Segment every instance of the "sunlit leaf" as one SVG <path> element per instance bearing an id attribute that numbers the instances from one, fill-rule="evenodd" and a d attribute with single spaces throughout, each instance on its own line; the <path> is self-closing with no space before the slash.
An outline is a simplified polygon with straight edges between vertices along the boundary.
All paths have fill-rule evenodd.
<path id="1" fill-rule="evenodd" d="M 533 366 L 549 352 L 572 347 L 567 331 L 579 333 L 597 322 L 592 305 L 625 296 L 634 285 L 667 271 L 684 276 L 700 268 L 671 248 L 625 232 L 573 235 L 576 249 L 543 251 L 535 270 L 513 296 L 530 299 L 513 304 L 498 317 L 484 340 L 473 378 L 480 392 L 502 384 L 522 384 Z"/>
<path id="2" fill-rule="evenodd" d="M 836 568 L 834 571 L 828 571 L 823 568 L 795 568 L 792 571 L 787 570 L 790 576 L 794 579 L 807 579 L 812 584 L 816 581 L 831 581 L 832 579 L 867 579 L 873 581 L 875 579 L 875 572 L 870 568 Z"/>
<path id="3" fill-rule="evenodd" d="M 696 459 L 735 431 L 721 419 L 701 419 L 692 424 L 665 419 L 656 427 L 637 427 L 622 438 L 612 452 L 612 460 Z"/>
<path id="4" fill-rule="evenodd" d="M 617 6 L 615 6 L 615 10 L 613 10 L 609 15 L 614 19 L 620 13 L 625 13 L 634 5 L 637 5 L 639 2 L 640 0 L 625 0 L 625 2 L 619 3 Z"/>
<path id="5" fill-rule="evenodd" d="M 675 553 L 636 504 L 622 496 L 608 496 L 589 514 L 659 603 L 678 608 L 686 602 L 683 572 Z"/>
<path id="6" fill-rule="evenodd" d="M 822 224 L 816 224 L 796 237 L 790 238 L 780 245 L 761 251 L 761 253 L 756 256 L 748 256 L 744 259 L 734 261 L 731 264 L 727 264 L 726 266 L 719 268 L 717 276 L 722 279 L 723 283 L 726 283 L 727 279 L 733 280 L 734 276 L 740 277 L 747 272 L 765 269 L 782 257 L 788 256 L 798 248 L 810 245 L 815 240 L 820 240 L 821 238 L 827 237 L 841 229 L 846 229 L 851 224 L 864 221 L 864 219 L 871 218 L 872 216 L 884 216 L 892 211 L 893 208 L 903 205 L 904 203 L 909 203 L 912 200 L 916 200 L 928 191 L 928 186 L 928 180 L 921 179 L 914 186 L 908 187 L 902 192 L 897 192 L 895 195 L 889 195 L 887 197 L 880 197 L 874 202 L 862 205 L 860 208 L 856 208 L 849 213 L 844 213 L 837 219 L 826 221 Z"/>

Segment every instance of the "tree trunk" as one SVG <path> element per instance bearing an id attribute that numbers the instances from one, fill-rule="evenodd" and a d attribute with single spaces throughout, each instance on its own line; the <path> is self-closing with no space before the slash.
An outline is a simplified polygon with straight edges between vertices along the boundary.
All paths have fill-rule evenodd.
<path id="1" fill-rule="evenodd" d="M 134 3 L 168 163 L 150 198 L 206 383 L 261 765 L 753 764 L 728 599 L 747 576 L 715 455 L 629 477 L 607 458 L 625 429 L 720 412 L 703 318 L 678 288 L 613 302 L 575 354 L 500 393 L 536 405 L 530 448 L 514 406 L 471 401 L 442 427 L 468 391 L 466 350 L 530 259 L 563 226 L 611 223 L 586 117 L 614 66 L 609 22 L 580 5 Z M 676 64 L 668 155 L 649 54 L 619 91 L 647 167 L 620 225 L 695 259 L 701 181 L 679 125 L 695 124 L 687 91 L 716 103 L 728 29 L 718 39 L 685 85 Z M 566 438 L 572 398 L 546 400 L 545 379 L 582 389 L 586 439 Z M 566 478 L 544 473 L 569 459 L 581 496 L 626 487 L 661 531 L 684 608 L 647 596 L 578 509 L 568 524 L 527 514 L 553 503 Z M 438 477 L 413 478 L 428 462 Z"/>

= = =

# TRY IT
Repeat the listing in full so that each line matches exactly.

# ANSWER TO THIS PROBLEM
Segment every instance of the "sunlit leaf" as one SVG <path> element per instance bearing an id attribute that numbers the instances from one, fill-rule="evenodd" and a d attribute with single spaces throughout, each instance on its own line; the <path> is self-closing with no space before the slash.
An outline is a simplified polygon with straight edges between vertices along the boundary.
All paths have fill-rule evenodd.
<path id="1" fill-rule="evenodd" d="M 533 366 L 549 352 L 572 347 L 567 331 L 579 333 L 597 322 L 592 305 L 625 296 L 634 285 L 667 271 L 684 276 L 700 268 L 671 248 L 625 232 L 573 235 L 576 249 L 543 251 L 535 270 L 513 296 L 530 299 L 513 304 L 498 317 L 484 340 L 473 378 L 480 392 L 502 384 L 522 384 Z"/>
<path id="2" fill-rule="evenodd" d="M 836 568 L 834 571 L 828 571 L 823 568 L 795 568 L 792 571 L 787 570 L 790 576 L 794 579 L 807 579 L 812 584 L 816 581 L 831 581 L 832 579 L 867 579 L 873 581 L 875 579 L 875 572 L 870 568 Z"/>
<path id="3" fill-rule="evenodd" d="M 696 459 L 735 431 L 721 419 L 701 419 L 692 424 L 665 419 L 656 427 L 637 427 L 622 438 L 612 452 L 612 460 Z"/>
<path id="4" fill-rule="evenodd" d="M 617 6 L 615 6 L 615 10 L 613 10 L 609 15 L 614 19 L 620 13 L 625 13 L 634 5 L 637 5 L 639 2 L 640 0 L 625 0 L 625 2 L 619 3 Z"/>
<path id="5" fill-rule="evenodd" d="M 675 553 L 636 504 L 622 496 L 608 496 L 589 514 L 659 603 L 678 608 L 686 602 L 683 572 Z"/>
<path id="6" fill-rule="evenodd" d="M 822 224 L 816 224 L 796 237 L 790 238 L 780 245 L 761 251 L 761 253 L 756 256 L 748 256 L 744 259 L 734 261 L 731 264 L 727 264 L 726 266 L 719 268 L 717 276 L 722 279 L 723 283 L 726 283 L 727 279 L 733 280 L 734 276 L 740 277 L 747 272 L 765 269 L 782 257 L 788 256 L 798 248 L 810 245 L 815 240 L 820 240 L 821 238 L 827 237 L 841 229 L 846 229 L 851 224 L 864 221 L 864 219 L 871 218 L 872 216 L 884 216 L 892 211 L 893 208 L 903 205 L 904 203 L 909 203 L 912 200 L 916 200 L 928 191 L 928 186 L 928 180 L 921 179 L 914 186 L 908 187 L 902 192 L 897 192 L 895 195 L 889 195 L 887 197 L 880 197 L 874 202 L 862 205 L 860 208 L 856 208 L 849 213 L 844 213 L 837 219 L 826 221 Z"/>

Segment every instance of the "tree trunk" as one SVG <path> element per instance bearing an id attribute that numbers the instances from one, fill-rule="evenodd" and a d attribute with single spaces throughout, each instance on its own line; the <path> is self-closing with no space before the slash.
An outline is a simplified polygon with straight edges between vertices along the boundary.
All paths have fill-rule evenodd.
<path id="1" fill-rule="evenodd" d="M 134 3 L 168 163 L 150 198 L 206 383 L 261 765 L 753 764 L 728 599 L 747 576 L 715 455 L 629 477 L 607 458 L 625 429 L 720 412 L 703 318 L 678 288 L 613 302 L 575 354 L 500 393 L 536 405 L 530 448 L 514 406 L 471 401 L 442 427 L 468 391 L 466 350 L 530 259 L 563 226 L 611 223 L 586 117 L 614 66 L 609 22 L 580 5 Z M 676 64 L 668 155 L 649 54 L 619 91 L 647 167 L 620 225 L 695 259 L 701 181 L 679 125 L 695 124 L 687 91 L 716 103 L 728 29 L 718 39 L 685 85 Z M 566 438 L 572 398 L 546 400 L 545 379 L 582 389 L 586 439 Z M 566 478 L 544 473 L 569 459 L 581 496 L 626 487 L 661 531 L 684 608 L 647 596 L 578 509 L 568 524 L 527 514 L 553 503 Z M 438 477 L 413 478 L 428 462 Z"/>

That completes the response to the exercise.